═══ Provided text
# Oldies but Goodies - How to cut cars in half by Marty Cozad



## Mike Reilley (Jan 2, 2008)

This is harder than you think...but Marty comes through with great techniques.

Cozad's cutting technique 


Search terms - Cozad, cutting, cut, divide, in half, dividing, lengthening, stretch, stretching


----------



## NTCGRR (Jan 2, 2008)

OH, Yea 
I remember those, they came from my southern warehouse, G.N. Rocky. 
That car is now in Bufflo N.Y. on a RR. 

I see Mike has lots of time on his hands.
thought I had a 52.6" gon bash also way way back.


----------



## Mike Reilley (Jan 2, 2008)

I do...just sitting out working on the GRR today...again. Bod is way to sore to crawl around...so, I'm dumping old articles I printed back on the site. Now...I don't copy all of em...but I had a good number.


----------



## NTCGRR (Jan 2, 2008)

You was talking about your retaining wall, I used 4 x 8 x 16 blocks on a thin footing with rebar behind the elevator. You could easily stucko it and paint colors like JJ is doing.


----------



## Ron Hill (Sep 25, 2008)

Marty, what did (do you) use to fill in the gaps after the cuts and the two halfs were glued together. 
Ron


----------



## NTCGRR (Jan 2, 2008)

The glue is clear, so it filled the cracks most of the time. Bondo car body putty any other time.


----------



## todd55whit (Jan 2, 2008)

Nice job Marty. One question, is USA coming out with the 2 bay car? If not I may resort to cutting a few. Todd


----------



## DTI356 (Jan 3, 2008)

Todd, 

The story is they are coming out with the 2 bay car. There was a picture of one at the Charles Ro table at one of the East Coast shows a year ago or so. 

It wasn't shown at the ECLSTS this past March. Who knows when we will see this. It's not in their future products list on the website.


----------



## Steve Stockham (Jan 2, 2008)

Mikey, 
For your invaluable contributions in, not only preserving this incredibly valuable resource but re-introducing it to the membership as a whole in a way that makes it relevant again, you should be granted the honorary MLS title of "Historian!" or at least "Archivist!"


----------



## John J (Dec 29, 2007)

As I look at the weathers cars in the PDF file I think of my mother when she asked about leaving my rolling stock out side in the rain. She said it will get Dirty. She wanted to wash them


----------



## Paul Burch (Jan 2, 2008)

This is a picture of the USA car.


----------



## Ron Hill (Sep 25, 2008)

Marty, have you tried expanding a car to make it longer? As an example, the ICGRR had some long chip hoppers. I was wondering if you have tried taking 3 small USA chip hoppers and make one long one? 
Ron


----------



## NTCGRR (Jan 2, 2008)

Ron 
no, not yet. 
I'd have to see a photo.


----------



## jgallaway81 (Jan 5, 2009)
══════
■ Challenge 1 ■
Answer these questions about the forum thread on cutting cars in half.
(a) According to NTCGRR, what was used to fill the cracks when the clear glue did not?
(b) What size blocks did NTCGRR use for the retaining wall behind the elevator?
(c) According to DTI356, where was a picture of the 2 bay car shown?
■ Challenge 2 ■
Reproduce word for word the part of the forum thread that runs from "As I look at" down to "the USA car.".
The rows after this point come from a separate source.
═══ Information given
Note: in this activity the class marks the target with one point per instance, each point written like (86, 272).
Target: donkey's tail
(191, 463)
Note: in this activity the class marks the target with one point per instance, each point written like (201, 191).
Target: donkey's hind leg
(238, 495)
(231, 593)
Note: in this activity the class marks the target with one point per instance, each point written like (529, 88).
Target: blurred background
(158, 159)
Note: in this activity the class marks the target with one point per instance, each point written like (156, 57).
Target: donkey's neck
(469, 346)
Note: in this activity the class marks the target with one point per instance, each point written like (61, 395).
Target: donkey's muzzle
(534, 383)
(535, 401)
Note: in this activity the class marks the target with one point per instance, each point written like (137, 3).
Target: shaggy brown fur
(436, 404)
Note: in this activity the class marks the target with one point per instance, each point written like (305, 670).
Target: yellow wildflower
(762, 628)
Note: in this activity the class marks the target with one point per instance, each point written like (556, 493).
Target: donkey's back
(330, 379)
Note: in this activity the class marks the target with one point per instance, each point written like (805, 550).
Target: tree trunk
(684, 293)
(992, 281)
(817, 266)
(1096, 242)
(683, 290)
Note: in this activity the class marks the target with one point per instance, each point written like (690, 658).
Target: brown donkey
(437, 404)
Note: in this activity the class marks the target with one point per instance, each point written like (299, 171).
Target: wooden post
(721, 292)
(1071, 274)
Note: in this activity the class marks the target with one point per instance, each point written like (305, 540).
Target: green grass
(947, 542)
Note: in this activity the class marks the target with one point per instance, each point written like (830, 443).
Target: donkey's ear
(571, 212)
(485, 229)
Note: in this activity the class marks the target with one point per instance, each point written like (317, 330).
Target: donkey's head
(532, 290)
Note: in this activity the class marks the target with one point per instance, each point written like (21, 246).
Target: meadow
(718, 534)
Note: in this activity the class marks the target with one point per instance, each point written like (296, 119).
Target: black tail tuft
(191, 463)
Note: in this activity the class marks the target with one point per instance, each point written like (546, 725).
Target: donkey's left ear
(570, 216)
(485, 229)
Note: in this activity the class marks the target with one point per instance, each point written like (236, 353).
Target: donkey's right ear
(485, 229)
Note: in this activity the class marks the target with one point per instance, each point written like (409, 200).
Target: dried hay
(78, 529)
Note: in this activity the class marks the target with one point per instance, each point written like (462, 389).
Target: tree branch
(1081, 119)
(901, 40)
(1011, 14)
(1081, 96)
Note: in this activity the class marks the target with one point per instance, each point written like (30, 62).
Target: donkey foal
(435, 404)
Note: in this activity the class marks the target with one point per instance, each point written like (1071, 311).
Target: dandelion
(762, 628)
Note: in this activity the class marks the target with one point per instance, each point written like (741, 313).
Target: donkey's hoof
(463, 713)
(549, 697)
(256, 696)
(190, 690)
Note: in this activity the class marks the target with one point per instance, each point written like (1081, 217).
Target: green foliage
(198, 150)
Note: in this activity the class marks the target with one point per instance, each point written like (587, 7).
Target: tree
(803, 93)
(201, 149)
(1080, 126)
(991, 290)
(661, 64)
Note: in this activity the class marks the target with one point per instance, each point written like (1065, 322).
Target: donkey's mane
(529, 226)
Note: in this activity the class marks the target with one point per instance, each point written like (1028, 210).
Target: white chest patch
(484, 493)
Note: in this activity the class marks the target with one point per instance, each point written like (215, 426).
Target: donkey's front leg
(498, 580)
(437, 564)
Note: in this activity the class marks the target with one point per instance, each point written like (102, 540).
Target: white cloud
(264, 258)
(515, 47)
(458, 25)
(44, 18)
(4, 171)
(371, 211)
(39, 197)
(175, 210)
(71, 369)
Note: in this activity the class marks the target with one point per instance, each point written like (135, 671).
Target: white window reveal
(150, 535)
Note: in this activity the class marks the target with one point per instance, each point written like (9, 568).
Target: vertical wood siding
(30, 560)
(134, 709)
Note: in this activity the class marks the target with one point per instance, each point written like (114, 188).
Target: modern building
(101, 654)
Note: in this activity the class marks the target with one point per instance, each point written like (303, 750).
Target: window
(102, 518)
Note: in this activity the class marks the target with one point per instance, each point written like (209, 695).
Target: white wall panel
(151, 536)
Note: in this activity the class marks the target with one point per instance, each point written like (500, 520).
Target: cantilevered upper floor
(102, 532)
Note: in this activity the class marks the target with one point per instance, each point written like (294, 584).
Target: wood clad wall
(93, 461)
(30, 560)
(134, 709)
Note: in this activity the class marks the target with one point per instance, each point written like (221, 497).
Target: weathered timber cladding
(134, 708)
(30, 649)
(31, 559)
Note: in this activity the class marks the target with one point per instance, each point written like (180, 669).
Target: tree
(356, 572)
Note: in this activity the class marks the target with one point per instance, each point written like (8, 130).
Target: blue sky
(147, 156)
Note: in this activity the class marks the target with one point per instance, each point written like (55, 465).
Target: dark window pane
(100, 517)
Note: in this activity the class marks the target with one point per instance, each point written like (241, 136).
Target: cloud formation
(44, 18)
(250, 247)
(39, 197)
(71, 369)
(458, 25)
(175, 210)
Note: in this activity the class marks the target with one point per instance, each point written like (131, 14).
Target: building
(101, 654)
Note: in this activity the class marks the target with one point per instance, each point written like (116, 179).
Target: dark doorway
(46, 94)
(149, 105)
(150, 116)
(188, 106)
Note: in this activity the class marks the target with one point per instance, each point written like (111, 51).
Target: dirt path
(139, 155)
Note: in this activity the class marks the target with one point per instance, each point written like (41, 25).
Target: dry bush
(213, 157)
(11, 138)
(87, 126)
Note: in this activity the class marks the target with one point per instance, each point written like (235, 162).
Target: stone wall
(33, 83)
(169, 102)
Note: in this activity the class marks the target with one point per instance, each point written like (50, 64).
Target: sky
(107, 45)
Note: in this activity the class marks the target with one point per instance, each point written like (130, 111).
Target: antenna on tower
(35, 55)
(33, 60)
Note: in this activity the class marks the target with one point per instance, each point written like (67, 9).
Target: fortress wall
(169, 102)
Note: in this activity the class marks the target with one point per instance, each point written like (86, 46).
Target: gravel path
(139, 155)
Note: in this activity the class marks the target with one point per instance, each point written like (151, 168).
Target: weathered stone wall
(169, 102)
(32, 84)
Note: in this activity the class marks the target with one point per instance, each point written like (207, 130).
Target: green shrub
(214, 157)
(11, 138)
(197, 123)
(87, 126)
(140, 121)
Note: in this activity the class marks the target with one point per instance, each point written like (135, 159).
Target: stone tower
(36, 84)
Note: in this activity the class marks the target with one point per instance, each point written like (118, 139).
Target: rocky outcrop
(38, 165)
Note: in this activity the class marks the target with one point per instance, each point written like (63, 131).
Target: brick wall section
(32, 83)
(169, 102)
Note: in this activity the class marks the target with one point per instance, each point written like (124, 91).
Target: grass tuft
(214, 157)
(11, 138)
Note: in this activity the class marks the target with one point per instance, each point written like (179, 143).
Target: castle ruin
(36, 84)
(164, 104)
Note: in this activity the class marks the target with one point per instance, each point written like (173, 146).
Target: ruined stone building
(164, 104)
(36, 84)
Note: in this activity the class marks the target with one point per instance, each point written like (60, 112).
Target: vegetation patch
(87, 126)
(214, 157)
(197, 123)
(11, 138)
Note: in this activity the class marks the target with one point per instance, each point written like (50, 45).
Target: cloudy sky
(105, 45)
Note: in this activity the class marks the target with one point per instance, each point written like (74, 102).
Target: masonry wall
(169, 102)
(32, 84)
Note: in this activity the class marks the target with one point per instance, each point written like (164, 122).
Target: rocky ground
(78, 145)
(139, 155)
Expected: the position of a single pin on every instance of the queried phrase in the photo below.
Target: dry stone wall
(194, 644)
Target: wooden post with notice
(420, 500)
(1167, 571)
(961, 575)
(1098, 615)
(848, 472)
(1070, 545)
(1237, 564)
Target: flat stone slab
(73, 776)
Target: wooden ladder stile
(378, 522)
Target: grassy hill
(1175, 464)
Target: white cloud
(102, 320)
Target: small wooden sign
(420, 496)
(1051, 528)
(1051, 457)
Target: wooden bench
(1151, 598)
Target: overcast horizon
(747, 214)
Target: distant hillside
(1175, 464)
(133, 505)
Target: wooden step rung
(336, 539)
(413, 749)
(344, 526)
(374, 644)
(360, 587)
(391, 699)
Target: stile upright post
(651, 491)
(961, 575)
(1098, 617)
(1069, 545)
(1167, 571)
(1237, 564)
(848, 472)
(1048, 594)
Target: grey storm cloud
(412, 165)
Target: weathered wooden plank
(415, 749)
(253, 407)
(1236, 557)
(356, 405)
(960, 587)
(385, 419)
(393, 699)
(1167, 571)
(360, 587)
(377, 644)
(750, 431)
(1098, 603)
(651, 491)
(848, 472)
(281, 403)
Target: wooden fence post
══════
■ Exercise response 1 ■
(a) Bondo car body putty.
(b) 4 x 8 x 16 blocks.
(c) At the Charles Ro table at one of the East Coast shows, a year ago or so.

■ Exercise response 2 ■
As I look at the weathers cars in the PDF file I think of my mother when she asked about leaving my rolling stock out side in the rain. She said it will get Dirty. She wanted to wash them


----------



## Paul Burch (Jan 2, 2008)

This is a picture of the USA car.